Directive — Please report how many lines of the data below contain the string "road", giving only the number.

Data lines —
■ ■ ■ ■ ■

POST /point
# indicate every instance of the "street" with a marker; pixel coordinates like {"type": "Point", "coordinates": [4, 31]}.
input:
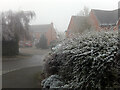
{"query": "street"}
{"type": "Point", "coordinates": [17, 68]}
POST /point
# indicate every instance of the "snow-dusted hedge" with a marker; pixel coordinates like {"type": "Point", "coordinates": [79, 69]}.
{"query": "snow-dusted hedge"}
{"type": "Point", "coordinates": [86, 61]}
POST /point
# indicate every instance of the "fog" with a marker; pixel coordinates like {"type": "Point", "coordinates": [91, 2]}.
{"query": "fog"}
{"type": "Point", "coordinates": [57, 11]}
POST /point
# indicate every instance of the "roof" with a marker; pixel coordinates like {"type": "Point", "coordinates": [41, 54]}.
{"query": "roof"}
{"type": "Point", "coordinates": [105, 17]}
{"type": "Point", "coordinates": [77, 21]}
{"type": "Point", "coordinates": [40, 28]}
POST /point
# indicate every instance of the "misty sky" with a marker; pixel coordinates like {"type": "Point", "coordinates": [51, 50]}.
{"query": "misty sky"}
{"type": "Point", "coordinates": [57, 11]}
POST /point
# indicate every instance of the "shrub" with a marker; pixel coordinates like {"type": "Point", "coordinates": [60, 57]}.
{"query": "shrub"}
{"type": "Point", "coordinates": [42, 42]}
{"type": "Point", "coordinates": [86, 61]}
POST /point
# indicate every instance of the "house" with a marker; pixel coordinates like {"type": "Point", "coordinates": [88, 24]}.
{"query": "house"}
{"type": "Point", "coordinates": [103, 19]}
{"type": "Point", "coordinates": [75, 25]}
{"type": "Point", "coordinates": [47, 29]}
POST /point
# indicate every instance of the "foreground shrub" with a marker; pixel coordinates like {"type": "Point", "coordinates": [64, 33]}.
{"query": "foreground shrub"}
{"type": "Point", "coordinates": [87, 61]}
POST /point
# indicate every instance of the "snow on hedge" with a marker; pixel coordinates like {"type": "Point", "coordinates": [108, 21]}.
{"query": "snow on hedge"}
{"type": "Point", "coordinates": [86, 61]}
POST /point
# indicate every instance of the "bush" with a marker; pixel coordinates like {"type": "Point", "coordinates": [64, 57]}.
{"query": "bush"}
{"type": "Point", "coordinates": [42, 42]}
{"type": "Point", "coordinates": [87, 61]}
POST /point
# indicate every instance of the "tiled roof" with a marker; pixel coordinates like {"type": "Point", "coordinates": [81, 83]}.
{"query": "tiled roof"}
{"type": "Point", "coordinates": [105, 17]}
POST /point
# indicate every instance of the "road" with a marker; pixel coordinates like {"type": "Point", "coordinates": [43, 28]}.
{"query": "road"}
{"type": "Point", "coordinates": [16, 64]}
{"type": "Point", "coordinates": [20, 71]}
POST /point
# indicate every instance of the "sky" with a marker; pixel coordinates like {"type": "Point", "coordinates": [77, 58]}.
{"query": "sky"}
{"type": "Point", "coordinates": [57, 11]}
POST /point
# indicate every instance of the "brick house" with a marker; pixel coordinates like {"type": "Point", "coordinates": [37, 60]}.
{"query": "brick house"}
{"type": "Point", "coordinates": [47, 29]}
{"type": "Point", "coordinates": [75, 25]}
{"type": "Point", "coordinates": [103, 19]}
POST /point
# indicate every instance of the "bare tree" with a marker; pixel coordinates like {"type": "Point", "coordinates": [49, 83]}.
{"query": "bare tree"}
{"type": "Point", "coordinates": [15, 24]}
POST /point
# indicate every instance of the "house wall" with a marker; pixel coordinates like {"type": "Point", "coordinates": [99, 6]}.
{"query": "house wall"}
{"type": "Point", "coordinates": [94, 21]}
{"type": "Point", "coordinates": [10, 48]}
{"type": "Point", "coordinates": [68, 32]}
{"type": "Point", "coordinates": [51, 35]}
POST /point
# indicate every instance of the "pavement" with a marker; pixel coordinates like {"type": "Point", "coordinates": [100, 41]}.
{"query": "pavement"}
{"type": "Point", "coordinates": [19, 72]}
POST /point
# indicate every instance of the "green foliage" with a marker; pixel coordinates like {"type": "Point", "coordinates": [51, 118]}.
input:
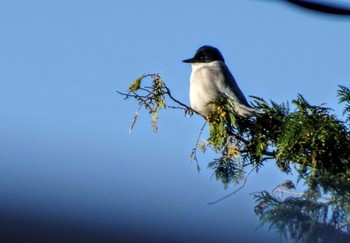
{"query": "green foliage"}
{"type": "Point", "coordinates": [304, 217]}
{"type": "Point", "coordinates": [305, 137]}
{"type": "Point", "coordinates": [344, 97]}
{"type": "Point", "coordinates": [152, 98]}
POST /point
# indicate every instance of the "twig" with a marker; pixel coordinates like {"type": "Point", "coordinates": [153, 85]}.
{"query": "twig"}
{"type": "Point", "coordinates": [193, 155]}
{"type": "Point", "coordinates": [235, 191]}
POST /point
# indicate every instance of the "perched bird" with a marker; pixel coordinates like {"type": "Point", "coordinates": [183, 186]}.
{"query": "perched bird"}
{"type": "Point", "coordinates": [211, 78]}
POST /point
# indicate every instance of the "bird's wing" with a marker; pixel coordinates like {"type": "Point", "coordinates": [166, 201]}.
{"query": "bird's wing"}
{"type": "Point", "coordinates": [229, 86]}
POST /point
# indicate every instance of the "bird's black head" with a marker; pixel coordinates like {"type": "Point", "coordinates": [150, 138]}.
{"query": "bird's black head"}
{"type": "Point", "coordinates": [206, 54]}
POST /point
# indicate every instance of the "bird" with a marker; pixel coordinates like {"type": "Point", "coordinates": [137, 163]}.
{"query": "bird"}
{"type": "Point", "coordinates": [211, 78]}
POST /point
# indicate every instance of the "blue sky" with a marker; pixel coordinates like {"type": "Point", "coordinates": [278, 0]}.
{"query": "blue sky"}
{"type": "Point", "coordinates": [65, 150]}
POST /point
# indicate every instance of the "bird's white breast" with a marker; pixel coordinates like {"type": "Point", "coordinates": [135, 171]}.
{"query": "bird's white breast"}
{"type": "Point", "coordinates": [204, 85]}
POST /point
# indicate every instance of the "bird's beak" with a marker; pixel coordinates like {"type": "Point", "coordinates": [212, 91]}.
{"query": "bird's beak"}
{"type": "Point", "coordinates": [190, 60]}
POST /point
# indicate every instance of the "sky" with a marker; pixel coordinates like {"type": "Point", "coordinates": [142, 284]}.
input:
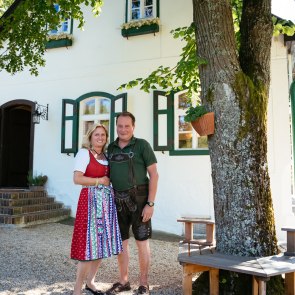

■ ■ ■ ■ ■

Output for this task — 2